# Exercise description
Make an exact copy of the lines below.

# Task material
Start of Block

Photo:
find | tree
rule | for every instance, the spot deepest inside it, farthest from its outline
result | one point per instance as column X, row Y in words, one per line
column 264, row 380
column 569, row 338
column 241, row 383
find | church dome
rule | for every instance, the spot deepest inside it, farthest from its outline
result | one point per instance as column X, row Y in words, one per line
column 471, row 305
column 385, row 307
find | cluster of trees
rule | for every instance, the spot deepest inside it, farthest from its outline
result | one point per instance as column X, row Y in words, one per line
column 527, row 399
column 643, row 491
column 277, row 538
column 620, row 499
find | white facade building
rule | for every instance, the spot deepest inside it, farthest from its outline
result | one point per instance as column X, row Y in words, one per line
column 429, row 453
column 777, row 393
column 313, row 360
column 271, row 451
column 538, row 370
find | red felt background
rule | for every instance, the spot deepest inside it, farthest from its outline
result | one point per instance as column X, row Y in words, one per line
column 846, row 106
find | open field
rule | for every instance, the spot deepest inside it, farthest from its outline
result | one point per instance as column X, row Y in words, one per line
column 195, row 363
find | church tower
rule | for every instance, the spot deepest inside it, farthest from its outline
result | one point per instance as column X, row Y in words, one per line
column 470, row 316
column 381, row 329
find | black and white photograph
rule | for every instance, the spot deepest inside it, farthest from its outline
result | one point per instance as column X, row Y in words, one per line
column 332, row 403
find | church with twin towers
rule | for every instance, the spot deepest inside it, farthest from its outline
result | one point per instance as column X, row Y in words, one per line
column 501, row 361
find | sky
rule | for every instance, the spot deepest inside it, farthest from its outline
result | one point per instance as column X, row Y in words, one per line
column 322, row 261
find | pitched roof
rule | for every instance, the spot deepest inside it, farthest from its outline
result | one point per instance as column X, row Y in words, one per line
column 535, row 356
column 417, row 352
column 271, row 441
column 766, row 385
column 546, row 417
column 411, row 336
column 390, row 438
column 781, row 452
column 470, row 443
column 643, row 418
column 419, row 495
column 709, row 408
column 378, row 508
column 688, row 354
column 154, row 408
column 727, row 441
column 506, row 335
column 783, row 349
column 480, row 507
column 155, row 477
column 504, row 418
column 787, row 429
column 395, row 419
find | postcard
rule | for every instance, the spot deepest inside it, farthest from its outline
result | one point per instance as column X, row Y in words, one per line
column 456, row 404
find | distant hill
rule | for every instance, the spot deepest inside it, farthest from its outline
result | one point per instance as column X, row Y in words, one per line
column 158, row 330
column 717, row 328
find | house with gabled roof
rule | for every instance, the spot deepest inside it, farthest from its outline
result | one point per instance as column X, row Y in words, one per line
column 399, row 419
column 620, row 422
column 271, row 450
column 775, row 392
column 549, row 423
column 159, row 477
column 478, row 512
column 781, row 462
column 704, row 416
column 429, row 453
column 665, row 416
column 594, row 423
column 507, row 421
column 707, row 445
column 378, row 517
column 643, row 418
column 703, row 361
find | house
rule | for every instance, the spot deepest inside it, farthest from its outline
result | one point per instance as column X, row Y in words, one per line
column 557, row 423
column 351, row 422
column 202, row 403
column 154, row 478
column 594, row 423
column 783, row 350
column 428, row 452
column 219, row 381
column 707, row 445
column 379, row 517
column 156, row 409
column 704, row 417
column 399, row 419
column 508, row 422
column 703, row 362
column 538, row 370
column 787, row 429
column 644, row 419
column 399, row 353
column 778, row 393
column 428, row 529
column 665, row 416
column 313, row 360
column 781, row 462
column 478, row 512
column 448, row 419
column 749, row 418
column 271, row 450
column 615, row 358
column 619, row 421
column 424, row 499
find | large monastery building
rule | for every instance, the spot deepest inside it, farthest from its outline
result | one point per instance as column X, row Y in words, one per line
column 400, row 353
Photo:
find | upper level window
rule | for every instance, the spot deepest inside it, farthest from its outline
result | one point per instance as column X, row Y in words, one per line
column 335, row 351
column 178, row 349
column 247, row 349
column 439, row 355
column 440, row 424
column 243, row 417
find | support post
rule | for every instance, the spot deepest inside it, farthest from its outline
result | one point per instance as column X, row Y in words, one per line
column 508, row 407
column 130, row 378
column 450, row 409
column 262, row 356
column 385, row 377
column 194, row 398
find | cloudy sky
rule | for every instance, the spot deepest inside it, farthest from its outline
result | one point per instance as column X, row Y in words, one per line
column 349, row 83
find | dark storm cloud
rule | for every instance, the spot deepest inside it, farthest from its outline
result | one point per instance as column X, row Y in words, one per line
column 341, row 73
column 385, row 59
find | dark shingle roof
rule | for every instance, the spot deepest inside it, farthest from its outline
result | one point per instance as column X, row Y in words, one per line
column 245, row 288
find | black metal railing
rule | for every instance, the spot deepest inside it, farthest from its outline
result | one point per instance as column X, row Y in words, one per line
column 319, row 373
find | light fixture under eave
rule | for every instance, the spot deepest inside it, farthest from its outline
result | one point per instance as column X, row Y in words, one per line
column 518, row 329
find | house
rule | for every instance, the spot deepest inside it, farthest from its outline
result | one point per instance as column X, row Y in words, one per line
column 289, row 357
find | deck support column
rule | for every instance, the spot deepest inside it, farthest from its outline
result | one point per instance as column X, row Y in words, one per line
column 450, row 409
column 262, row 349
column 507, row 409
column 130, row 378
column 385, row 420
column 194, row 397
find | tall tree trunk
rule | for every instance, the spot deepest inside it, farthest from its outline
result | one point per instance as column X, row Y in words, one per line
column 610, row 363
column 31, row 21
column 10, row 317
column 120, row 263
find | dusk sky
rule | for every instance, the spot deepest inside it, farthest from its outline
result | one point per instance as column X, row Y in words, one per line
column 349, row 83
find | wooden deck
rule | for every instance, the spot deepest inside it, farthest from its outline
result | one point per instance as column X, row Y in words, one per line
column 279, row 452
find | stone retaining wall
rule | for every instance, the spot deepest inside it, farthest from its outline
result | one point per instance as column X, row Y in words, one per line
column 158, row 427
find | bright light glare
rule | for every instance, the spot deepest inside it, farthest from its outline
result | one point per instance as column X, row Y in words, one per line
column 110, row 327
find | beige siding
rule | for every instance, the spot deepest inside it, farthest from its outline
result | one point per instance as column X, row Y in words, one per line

End of Block

# The completed task
Photo:
find | tree
rule | for every instance, the spot deepest inside it, farthest from its outline
result | one point per instance as column X, row Y in words, one per line
column 264, row 380
column 569, row 338
column 241, row 383
find | church dome
rule | for every instance, the spot deepest inside it, farthest from its outline
result | one point per instance as column X, row Y in words, one per line
column 471, row 305
column 385, row 307
find | cluster of trees
rule | for every instance, the spot deepest inside it, farthest from its outline
result | one point per instance as column X, row Y in words, one per line
column 527, row 399
column 643, row 491
column 277, row 538
column 620, row 499
find | white facade building
rule | for every instance, the spot deepest inside it, farthest from its outline
result | one point per instance as column X, row Y in words, one per line
column 429, row 453
column 777, row 393
column 313, row 360
column 271, row 451
column 538, row 370
find | red felt background
rule | for every instance, the spot deepest inside it, farthest from its outline
result | one point per instance as column X, row Y in words, one per line
column 846, row 106
find | open field
rule | for every instance, the spot deepest inside it, farthest from its outline
result | one point per instance as column X, row Y in words, one per line
column 195, row 363
find | church tower
rule | for every instance, the spot deepest inside it, farthest from its outline
result | one point per instance as column X, row Y in words, one per line
column 470, row 316
column 381, row 329
find | black and white photograph
rule | for every instance, the spot deepest inside it, farthest from its outline
result | one point per instance as column X, row Y in words, one per line
column 332, row 403
find | church with twin towers
rule | for every instance, the spot deepest inside it, farthest from its outline
result | one point per instance as column X, row Y in words, one per line
column 501, row 361
find | sky
rule | for every instance, the spot deepest inside it, farthest from its outline
result | one point per instance as column X, row Y in words, one per line
column 322, row 261
find | pitched roof
rule | for every instance, the spot deepest inside it, farthest from its outline
result | one point per instance as column X, row Y in words, one per line
column 535, row 356
column 417, row 352
column 271, row 441
column 766, row 385
column 546, row 417
column 411, row 336
column 390, row 438
column 781, row 452
column 470, row 443
column 643, row 418
column 419, row 495
column 709, row 408
column 378, row 508
column 688, row 354
column 154, row 408
column 727, row 441
column 506, row 335
column 783, row 349
column 480, row 507
column 155, row 477
column 504, row 418
column 787, row 429
column 395, row 419
find | postcard
rule | for every instance, the spot deepest inside it, farthest from its outline
result | one point per instance as column X, row Y in words, one per line
column 456, row 404
find | distant hill
rule | for every instance, the spot deepest inside it, farthest from its outline
result | one point per instance as column X, row Y in words, one per line
column 158, row 330
column 717, row 328
find | house with gabled roof
rule | for every instance, the spot deepest inside it, farthest from its outline
result | one point per instance as column X, row Y in words, one per line
column 399, row 419
column 620, row 422
column 271, row 450
column 775, row 392
column 549, row 423
column 159, row 477
column 478, row 512
column 781, row 462
column 704, row 416
column 429, row 453
column 665, row 416
column 594, row 423
column 507, row 421
column 707, row 445
column 378, row 517
column 643, row 418
column 703, row 361
find | house
rule | for every instance, the spot deepest inside it, farthest from its outline
result | one point per instance as column X, row Y in words, one per line
column 557, row 423
column 351, row 422
column 202, row 403
column 154, row 478
column 594, row 423
column 783, row 350
column 428, row 452
column 219, row 381
column 707, row 445
column 379, row 517
column 156, row 409
column 704, row 417
column 399, row 419
column 508, row 422
column 703, row 362
column 538, row 370
column 787, row 429
column 644, row 419
column 399, row 353
column 778, row 393
column 428, row 529
column 665, row 416
column 313, row 360
column 781, row 462
column 478, row 512
column 448, row 419
column 749, row 418
column 271, row 450
column 615, row 358
column 619, row 421
column 424, row 499
find | large monastery building
rule | for every instance, the spot deepest inside it, farthest from its outline
result | one point per instance as column X, row Y in words, one per line
column 400, row 353
Photo:
find | upper level window
rule | for every instance, the spot deepest inside it, farthest from its outline
result | one point per instance as column X, row Y in words, one per line
column 335, row 351
column 178, row 349
column 247, row 349
column 439, row 355
column 440, row 424
column 243, row 417
find | support post
rule | for every instance, the spot deepest inside it, farthest from its outline
result | one point per instance as column X, row Y in words, one per line
column 508, row 407
column 130, row 378
column 450, row 409
column 262, row 356
column 385, row 377
column 194, row 398
find | cloudy sky
rule | for every instance, the spot deepest inside it, farthest from its outline
result | one point per instance as column X, row Y in words, one per line
column 349, row 83
find | dark storm cloud
rule | for every instance, the spot deepest inside it, farthest from its outline
result | one point per instance as column X, row Y in words, one per line
column 341, row 73
column 385, row 59
find | dark shingle roof
rule | for every instance, the spot deepest inside it, farthest from its outline
result | one point per instance as column X, row Y in words, one per line
column 245, row 288
find | black metal railing
rule | for every instance, the spot deepest inside it, farthest from its outline
result | one point per instance as column X, row Y in words, one per line
column 319, row 373
find | light fixture under eave
rule | for every instance, the spot deepest inside it, farthest from its outline
result | one point per instance as column X, row Y in words, one per line
column 518, row 329
find | house
rule | for every instance, the spot deepest inside it, farthest from its outline
result | one point per instance as column X, row Y in words, one per line
column 289, row 357
find | deck support column
rule | for every instance, the spot deepest inside it, farthest from its outline
result | one point per instance as column X, row Y in words, one per line
column 450, row 409
column 262, row 349
column 507, row 409
column 130, row 378
column 385, row 420
column 194, row 397
find | tall tree trunk
rule | for every instance, the spot deepest inside it, farthest from its outline
result | one point per instance as column X, row Y in words, one per line
column 610, row 363
column 31, row 21
column 10, row 317
column 120, row 263
find | dusk sky
rule | for every instance, the spot deepest inside it, farthest from its outline
result | one point per instance as column X, row Y in words, one per line
column 349, row 83
find | wooden deck
rule | for every instance, the spot deepest inside it, farthest from its outline
result | one point per instance as column X, row Y in words, one per line
column 279, row 452
find | stone retaining wall
rule | for every instance, the spot deepest inside it, farthest from its outline
result | one point per instance as column X, row Y in words, one per line
column 158, row 427
find | bright light glare
rule | for every instance, the spot deepest inside it, farthest from its outline
result | one point per instance as column X, row Y in words, one per line
column 110, row 327
find | beige siding
rule | for every instance, the spot deepest inside it, farthest from its outline
result | one point per instance as column X, row Y in words, one per line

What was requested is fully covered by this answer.